Brief: Reproduce verbatim the line where "For every instance of the white rose" occurs, along with all following lines down to the last line of the data.

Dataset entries
· · · ·

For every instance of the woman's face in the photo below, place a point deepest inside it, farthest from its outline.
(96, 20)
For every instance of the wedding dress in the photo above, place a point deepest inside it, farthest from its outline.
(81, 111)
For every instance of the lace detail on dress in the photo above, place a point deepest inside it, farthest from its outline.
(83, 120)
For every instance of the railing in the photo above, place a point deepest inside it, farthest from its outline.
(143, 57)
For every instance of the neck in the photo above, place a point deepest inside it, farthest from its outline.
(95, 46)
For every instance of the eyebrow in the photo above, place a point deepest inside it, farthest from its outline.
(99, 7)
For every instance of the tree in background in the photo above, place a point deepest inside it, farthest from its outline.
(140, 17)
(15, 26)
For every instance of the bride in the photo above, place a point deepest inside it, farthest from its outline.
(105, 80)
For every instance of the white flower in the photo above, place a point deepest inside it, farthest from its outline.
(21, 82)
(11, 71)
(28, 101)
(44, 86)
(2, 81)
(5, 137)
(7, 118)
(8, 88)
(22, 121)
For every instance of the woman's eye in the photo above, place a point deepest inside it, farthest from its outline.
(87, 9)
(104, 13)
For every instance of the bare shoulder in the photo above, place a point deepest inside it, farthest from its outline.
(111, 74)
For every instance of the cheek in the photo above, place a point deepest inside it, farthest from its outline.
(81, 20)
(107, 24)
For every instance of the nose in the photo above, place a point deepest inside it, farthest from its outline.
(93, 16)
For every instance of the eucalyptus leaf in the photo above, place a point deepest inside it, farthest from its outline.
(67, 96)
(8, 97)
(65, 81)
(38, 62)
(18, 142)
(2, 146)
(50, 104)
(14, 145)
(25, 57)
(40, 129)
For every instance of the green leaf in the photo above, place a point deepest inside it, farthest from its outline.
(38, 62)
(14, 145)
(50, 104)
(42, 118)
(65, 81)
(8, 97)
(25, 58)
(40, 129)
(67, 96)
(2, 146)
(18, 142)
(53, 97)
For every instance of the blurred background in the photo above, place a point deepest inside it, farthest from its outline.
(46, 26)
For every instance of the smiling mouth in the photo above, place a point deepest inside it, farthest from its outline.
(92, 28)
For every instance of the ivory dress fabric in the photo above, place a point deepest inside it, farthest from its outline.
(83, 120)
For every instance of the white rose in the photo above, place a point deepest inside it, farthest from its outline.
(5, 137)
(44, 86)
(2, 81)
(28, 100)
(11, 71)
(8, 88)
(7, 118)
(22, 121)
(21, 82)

· · · ·

Answer below:
For every instance of the white rose in the photo above, place a point deepest inside it, farthest from its outline.
(5, 137)
(44, 86)
(2, 81)
(28, 100)
(11, 71)
(8, 88)
(7, 118)
(22, 121)
(21, 82)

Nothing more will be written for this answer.